■ Document extract ■
——————

Sophia database on github: https://github.com/pmwkaa/sophia Sophia home page: sophia.systems
The library is loosely based on eleveldb.
The library uses experimental dirty NIF feature from the latest Erlang. In order to build it and
use it you need to have recent Erlang distribution compiled with the --enable-dirty-schedulers
configuration flag. It is likely possible to use these nifs with standard schedulers too, as the Sophia
in most cases should be quite fast. To do this, edit the esphi.c
file and remove all references to
ERL_NIF_DIRTY_JOB_IO_BOUND.
The library should be thread-safe. Pay attention: at the moment the *_close()
functions won't
delete or dispose pointers in any way, they just would set a flag which prevents the object from
being used any more (this behaviour is going to be changed in future versions). All destructors are
called only when Erlang garbage collects references to the allocated structures, which contain disposable
pointers. So in order to avoid memory leaks ensure that the garbage collector can actually collect old
references, just like with binaries. It is better to use short-lived processes for cursors and transactions,
which are usually created and destroyed very often.
Cursors are not thread safe. Iterating over cursors from multiple erlang processes simultaneously won't crash
the VM but you will get stop
errors instead of data. Also be careful with transactions, don't commit/rollback
the same transaction from multiple processes simultaneously.
The esphi and sophia docs have different names for objects, so pay attention to it when you read the docs:
| Sophia | Esphi |
|------------------------|
| environment | database |
| database | table |
- Multiple environments, each with multiple databases
- All string and int configuration parameters
- Databases with string and int64 keys
- Transactions
- Cursors with prefix, order and seek
- Get/Put/Delete operations, with keys and values of int or string type
- Upsert, for counters only (new_value = old_value + increment)

——————

■ Exercise task 1 ■
Revise the Sophia bindings notes by writing out everything from "The library should" down to "destroyed very often.", with "short-lived" changed to "temporary".
■ Exercise task 2 ■
Carry on the Sophia bindings notes past their final line.

——————

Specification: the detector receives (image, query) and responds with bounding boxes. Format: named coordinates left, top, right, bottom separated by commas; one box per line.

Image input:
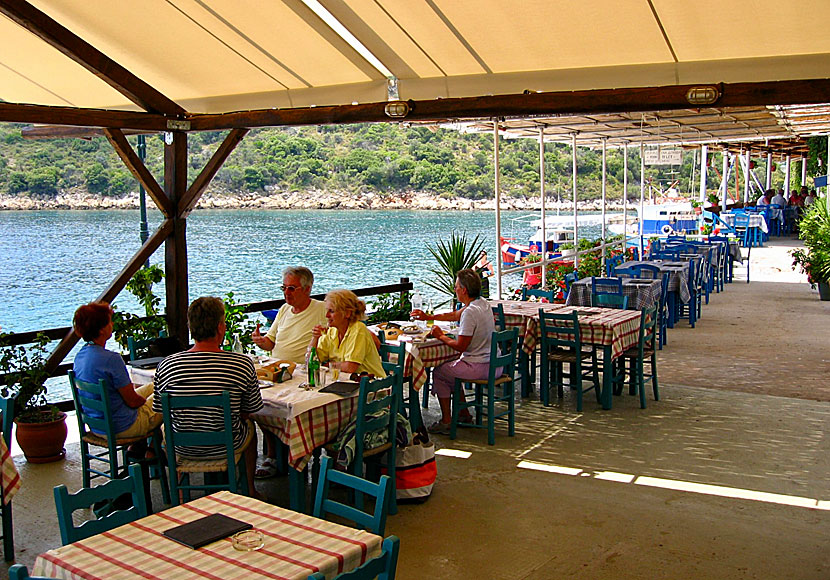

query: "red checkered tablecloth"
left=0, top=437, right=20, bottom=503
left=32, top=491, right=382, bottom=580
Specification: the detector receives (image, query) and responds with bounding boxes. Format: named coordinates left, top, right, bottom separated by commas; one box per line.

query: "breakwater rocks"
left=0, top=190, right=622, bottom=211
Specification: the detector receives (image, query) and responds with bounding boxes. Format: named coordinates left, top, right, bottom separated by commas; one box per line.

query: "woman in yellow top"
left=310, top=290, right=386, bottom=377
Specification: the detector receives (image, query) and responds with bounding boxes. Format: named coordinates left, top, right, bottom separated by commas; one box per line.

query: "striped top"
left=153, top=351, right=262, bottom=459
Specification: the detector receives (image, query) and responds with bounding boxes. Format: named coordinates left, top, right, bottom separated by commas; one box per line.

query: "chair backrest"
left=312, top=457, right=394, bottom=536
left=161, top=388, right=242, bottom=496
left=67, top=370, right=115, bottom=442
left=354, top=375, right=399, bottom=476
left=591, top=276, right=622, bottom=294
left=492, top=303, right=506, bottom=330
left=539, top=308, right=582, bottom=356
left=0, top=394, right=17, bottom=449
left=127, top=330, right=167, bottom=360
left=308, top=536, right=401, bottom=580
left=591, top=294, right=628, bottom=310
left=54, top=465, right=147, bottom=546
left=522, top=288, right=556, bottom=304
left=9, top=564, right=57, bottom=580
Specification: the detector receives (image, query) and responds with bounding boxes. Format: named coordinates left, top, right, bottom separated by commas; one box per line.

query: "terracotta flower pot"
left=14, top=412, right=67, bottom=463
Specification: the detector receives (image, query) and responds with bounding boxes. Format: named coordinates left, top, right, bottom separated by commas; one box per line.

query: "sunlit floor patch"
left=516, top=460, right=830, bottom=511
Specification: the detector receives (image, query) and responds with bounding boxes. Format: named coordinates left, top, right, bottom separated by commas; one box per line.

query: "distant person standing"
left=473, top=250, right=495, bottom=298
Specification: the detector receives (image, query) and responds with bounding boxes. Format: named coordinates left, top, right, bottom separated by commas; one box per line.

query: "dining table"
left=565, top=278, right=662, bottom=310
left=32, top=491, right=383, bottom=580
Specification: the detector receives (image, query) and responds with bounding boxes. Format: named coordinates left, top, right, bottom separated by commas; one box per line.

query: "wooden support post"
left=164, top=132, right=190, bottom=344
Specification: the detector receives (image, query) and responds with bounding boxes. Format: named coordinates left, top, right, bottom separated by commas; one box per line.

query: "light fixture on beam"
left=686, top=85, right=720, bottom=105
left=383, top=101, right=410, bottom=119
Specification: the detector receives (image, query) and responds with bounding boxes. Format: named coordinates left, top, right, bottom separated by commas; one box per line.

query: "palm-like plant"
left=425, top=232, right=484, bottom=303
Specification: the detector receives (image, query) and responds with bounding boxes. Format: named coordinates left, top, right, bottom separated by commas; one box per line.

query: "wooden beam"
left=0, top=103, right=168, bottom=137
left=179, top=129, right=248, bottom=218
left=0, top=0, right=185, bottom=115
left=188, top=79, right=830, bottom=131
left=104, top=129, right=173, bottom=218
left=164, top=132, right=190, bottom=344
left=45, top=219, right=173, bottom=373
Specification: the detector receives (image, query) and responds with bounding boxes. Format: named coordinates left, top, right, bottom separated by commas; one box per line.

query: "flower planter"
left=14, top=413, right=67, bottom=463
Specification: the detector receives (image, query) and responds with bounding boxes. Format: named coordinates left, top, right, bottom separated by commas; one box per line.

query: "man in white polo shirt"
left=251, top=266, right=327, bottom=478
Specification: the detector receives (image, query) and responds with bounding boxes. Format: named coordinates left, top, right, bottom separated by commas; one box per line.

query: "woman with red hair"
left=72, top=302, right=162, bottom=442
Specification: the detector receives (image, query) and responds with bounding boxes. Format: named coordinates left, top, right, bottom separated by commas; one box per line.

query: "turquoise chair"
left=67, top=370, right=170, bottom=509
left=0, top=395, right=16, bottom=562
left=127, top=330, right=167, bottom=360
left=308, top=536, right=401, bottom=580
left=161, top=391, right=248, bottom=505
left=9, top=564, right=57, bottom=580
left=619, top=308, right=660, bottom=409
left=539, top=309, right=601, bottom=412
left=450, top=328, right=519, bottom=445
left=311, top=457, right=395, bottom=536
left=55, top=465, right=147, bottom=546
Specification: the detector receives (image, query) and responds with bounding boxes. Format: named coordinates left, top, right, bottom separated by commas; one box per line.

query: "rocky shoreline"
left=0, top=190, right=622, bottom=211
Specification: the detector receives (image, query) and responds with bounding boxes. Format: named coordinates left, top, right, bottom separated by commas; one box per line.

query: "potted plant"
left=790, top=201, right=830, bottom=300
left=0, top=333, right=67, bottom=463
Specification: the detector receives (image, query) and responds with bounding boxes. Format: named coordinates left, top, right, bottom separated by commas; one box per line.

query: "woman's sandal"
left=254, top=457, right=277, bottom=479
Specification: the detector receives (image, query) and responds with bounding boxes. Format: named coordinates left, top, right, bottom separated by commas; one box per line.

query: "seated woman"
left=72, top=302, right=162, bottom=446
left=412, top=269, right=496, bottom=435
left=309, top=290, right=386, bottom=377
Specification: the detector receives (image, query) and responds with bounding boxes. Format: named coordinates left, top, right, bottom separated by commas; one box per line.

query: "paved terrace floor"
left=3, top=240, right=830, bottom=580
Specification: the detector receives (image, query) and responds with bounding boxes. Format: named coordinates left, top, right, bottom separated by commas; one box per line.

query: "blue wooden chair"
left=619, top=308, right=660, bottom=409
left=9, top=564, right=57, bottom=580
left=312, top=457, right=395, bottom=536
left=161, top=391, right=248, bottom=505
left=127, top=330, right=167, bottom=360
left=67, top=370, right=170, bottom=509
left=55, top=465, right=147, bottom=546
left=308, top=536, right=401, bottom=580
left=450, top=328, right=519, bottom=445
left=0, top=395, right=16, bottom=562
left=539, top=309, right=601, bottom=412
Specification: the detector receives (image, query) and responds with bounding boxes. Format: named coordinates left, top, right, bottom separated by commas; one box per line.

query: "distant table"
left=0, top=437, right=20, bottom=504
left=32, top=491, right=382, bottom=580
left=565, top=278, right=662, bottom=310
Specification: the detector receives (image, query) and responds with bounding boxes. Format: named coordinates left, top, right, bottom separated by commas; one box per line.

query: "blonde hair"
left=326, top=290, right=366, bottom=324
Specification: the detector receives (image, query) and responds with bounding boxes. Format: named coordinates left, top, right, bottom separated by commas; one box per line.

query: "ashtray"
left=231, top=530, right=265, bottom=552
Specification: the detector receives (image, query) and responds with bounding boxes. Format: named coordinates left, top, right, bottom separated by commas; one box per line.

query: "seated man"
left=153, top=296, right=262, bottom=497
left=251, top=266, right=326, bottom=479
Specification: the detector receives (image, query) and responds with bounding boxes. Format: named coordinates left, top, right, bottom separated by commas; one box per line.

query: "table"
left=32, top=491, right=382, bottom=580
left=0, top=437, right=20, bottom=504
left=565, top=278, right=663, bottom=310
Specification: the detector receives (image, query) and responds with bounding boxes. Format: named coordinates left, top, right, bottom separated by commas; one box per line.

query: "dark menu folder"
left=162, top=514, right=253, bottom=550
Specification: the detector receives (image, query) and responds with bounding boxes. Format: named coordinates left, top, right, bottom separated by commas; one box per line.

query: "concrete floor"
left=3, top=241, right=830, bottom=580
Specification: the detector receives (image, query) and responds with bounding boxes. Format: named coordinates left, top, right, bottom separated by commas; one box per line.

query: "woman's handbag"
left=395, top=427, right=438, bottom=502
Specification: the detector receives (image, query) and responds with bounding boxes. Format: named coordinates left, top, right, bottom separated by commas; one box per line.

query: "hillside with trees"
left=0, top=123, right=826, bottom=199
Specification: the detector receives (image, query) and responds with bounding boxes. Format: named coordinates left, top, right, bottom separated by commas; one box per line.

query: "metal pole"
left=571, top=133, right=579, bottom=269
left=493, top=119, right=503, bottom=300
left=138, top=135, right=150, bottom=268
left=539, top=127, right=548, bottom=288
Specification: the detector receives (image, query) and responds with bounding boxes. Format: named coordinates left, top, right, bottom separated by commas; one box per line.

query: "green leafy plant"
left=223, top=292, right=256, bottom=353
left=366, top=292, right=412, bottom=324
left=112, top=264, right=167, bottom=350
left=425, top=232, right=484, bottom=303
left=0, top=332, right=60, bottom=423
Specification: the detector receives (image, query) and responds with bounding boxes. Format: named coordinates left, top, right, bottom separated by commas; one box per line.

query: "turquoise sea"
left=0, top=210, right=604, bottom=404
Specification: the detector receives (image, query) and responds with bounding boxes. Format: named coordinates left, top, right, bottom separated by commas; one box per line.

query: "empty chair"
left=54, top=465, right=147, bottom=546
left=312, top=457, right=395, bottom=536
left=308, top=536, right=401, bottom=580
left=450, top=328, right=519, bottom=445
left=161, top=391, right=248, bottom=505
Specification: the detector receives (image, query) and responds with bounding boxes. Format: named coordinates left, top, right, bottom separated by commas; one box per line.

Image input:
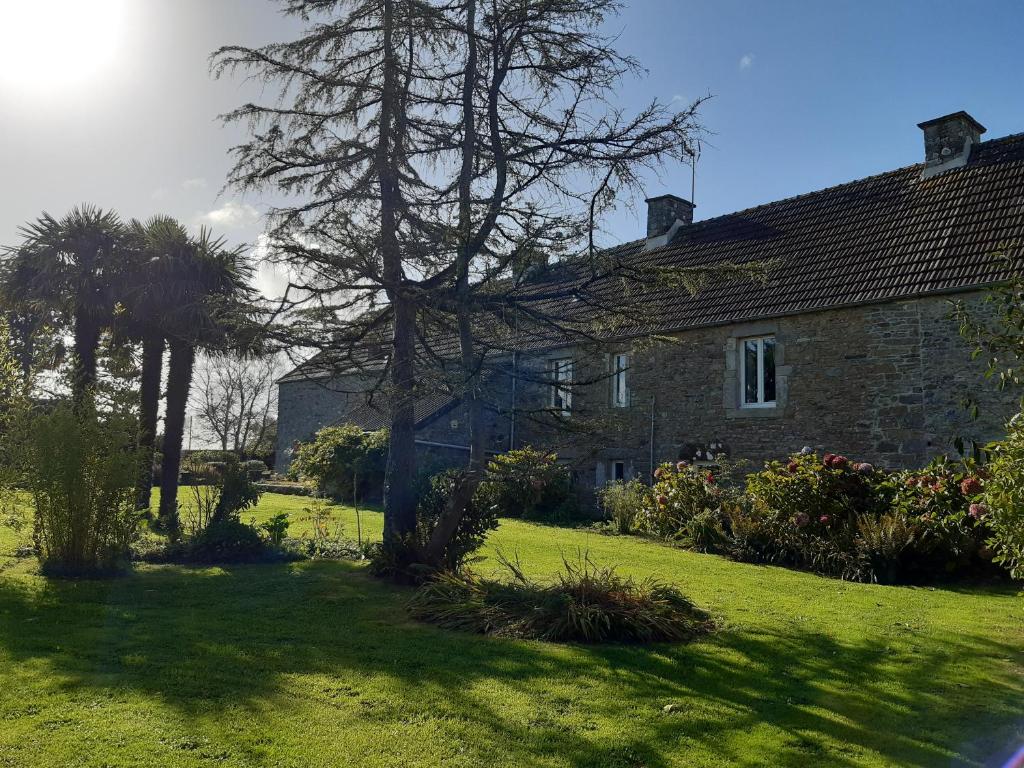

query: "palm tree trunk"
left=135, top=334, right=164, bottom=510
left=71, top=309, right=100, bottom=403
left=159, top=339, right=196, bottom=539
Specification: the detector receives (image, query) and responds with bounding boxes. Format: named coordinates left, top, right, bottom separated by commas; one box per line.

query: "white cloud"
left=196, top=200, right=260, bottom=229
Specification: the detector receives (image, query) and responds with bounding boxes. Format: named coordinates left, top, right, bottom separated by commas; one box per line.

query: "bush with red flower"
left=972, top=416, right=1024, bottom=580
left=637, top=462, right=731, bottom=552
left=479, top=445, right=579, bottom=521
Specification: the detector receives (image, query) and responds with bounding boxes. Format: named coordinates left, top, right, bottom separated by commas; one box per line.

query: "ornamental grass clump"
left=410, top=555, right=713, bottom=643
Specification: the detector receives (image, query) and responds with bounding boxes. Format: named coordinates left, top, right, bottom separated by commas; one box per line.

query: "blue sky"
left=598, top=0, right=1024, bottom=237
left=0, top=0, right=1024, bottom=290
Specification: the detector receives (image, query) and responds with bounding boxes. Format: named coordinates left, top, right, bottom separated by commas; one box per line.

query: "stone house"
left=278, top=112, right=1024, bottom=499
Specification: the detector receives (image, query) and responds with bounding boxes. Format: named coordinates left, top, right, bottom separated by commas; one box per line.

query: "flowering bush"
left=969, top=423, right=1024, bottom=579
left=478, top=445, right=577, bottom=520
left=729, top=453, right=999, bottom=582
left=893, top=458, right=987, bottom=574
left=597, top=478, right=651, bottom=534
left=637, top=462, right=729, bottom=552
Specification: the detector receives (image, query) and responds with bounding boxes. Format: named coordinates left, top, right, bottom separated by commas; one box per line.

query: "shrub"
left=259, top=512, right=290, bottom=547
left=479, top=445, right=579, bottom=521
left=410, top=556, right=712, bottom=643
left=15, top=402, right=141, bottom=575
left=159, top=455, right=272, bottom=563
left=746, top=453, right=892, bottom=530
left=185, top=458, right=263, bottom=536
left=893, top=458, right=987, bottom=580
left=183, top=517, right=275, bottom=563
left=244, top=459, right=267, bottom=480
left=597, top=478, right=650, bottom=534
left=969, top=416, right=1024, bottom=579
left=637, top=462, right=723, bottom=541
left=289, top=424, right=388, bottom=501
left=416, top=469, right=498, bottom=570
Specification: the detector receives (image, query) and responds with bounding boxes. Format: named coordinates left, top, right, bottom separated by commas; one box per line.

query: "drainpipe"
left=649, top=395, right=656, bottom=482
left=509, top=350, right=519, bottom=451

——————

■ Written reply 1 ■
The library should be thread-safe. Pay attention: at the moment the *_close()
functions won't
delete or dispose pointers in any way, they just would set a flag which prevents the object from
being used any more (this behaviour is going to be changed in future versions). All destructors are
called only when Erlang garbage collects references to the allocated structures, which contain disposable
pointers. So in order to avoid memory leaks ensure that the garbage collector can actually collect old
references, just like with binaries. It is better to use temporary processes for cursors and transactions,
which are usually created and destroyed very often.

■ Written reply 2 ■
- Async backups
- Point-in-Time Views
- Multikeys
- Function and object configuration parameters
- Anything async
- Sync backups
- More types of upserts, besides counters. It should be easy to add more though
- Other features which I'm not avare of yet
- !!!! Seems like reopening databases and tables is not safe at the moment, as the the shutdown itself is initiated by erlang garbage collector, which for long-running proceses is quite unpredictable. As the result, data corruption is probably possible. So after you opened a DB keep it opened until you restart the VM. Or ensure somehow that the garbage collector collected all references to the DB and all it's dependent objects, and Sophia itself has completed all its background operations.
- All references, including cursors, are freed only when erlang garbage collects the reference. Table and DB
references won't get garbage collected until all the objects which reference them get garbage collected.
This behaviour might change in future versions with deterministic
close
. - Please don't serialize references to the Sophia objects in any way, including attempts to send them to other Erlang nodes. In the best case it just won't work.
- Sophia does not store DB schema. You need to supply schema and configuration parameters each time you open the database.
- Many operations, such as dropping a table, doing a backup etc are async. You may encounter multiple issues doing this in concurrent mode. For example, if you initiate backup when another backup is still running, the new backup will be just silently ignored.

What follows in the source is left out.